• DATA EXTRACT:
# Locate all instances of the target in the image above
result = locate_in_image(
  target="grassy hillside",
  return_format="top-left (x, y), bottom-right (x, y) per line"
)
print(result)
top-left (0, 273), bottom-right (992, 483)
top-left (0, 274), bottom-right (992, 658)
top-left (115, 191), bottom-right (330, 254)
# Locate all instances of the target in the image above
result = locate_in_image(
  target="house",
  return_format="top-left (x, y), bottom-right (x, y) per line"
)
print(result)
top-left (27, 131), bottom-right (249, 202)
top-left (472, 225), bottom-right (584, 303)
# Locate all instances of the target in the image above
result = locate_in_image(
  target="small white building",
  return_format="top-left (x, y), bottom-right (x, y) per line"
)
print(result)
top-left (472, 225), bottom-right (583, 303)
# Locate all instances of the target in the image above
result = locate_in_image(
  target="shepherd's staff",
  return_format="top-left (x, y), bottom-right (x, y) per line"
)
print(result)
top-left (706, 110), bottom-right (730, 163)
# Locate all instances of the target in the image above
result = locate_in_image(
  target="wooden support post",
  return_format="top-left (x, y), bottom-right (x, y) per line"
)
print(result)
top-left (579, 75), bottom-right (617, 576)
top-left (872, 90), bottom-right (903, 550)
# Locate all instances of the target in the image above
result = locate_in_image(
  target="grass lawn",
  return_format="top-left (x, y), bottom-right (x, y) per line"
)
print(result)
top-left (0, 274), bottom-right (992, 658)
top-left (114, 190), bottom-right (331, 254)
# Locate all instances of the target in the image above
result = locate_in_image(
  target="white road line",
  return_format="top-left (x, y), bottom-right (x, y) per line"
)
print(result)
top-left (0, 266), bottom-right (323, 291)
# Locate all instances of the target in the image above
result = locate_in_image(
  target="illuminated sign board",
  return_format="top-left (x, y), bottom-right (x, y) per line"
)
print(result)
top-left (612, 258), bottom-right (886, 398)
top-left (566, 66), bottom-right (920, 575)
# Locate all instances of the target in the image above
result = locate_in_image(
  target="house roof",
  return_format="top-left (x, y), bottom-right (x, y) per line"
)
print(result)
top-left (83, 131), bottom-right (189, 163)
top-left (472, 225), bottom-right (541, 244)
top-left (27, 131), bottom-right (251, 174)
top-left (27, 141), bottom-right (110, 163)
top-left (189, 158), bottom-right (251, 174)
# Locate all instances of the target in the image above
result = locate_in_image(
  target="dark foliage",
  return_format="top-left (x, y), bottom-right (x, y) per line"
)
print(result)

• DIRECTIVE: Could you copy out all of the material above line for line, without changing a single character?

• FINAL ANSWER:
# Locate all instances of the target in the image above
result = locate_in_image(
  target="grassy hillside",
  return_format="top-left (x, y), bottom-right (x, y) per line"
)
print(result)
top-left (0, 273), bottom-right (992, 483)
top-left (0, 274), bottom-right (992, 658)
top-left (115, 191), bottom-right (330, 254)
# Locate all instances of the target in the image above
result = locate_in_image(
  target="house",
  return_format="top-left (x, y), bottom-right (x, y) per line"
)
print(result)
top-left (27, 131), bottom-right (249, 202)
top-left (472, 225), bottom-right (584, 303)
# Locate all instances of the target in the image above
result = locate_in_image(
  target="small white building",
  return_format="top-left (x, y), bottom-right (x, y) per line"
)
print(result)
top-left (472, 225), bottom-right (583, 303)
# Locate all instances of the target in the image above
result = locate_in_image(
  target="shepherd's staff",
  return_format="top-left (x, y), bottom-right (x, y) per line"
)
print(result)
top-left (706, 110), bottom-right (730, 163)
# Locate all instances of the target in the image above
result = locate_in_image(
  target="wooden support post",
  return_format="top-left (x, y), bottom-right (x, y) per line"
)
print(result)
top-left (579, 75), bottom-right (617, 576)
top-left (872, 90), bottom-right (903, 550)
# Locate all instances of the target in the image above
result = locate_in_image(
  target="grass lawn",
  return_format="top-left (x, y), bottom-right (x, y) per line"
)
print(result)
top-left (0, 274), bottom-right (992, 658)
top-left (114, 190), bottom-right (331, 254)
# Locate all instances of the target in the image above
result = locate_in_image(
  target="white road line",
  return_format="top-left (x, y), bottom-right (x, y) per line"
)
print(result)
top-left (0, 266), bottom-right (323, 291)
# Locate all instances of the target in the image above
result = locate_in_image(
  target="illuminated sign board",
  return_format="top-left (x, y), bottom-right (x, y) per line"
)
print(result)
top-left (612, 258), bottom-right (886, 398)
top-left (566, 66), bottom-right (920, 575)
# Locate all instances of the target in the image above
result = locate_in_image(
  target="house roof",
  return_format="top-left (x, y), bottom-right (x, y) per line"
)
print(result)
top-left (83, 131), bottom-right (189, 163)
top-left (472, 225), bottom-right (541, 244)
top-left (27, 131), bottom-right (251, 174)
top-left (27, 141), bottom-right (110, 163)
top-left (189, 158), bottom-right (251, 174)
# Locate all instances of the target in the image above
result = locate_in_image(
  target="dark foliage",
  return_format="top-left (x, y), bottom-right (x, y) per line"
)
print(result)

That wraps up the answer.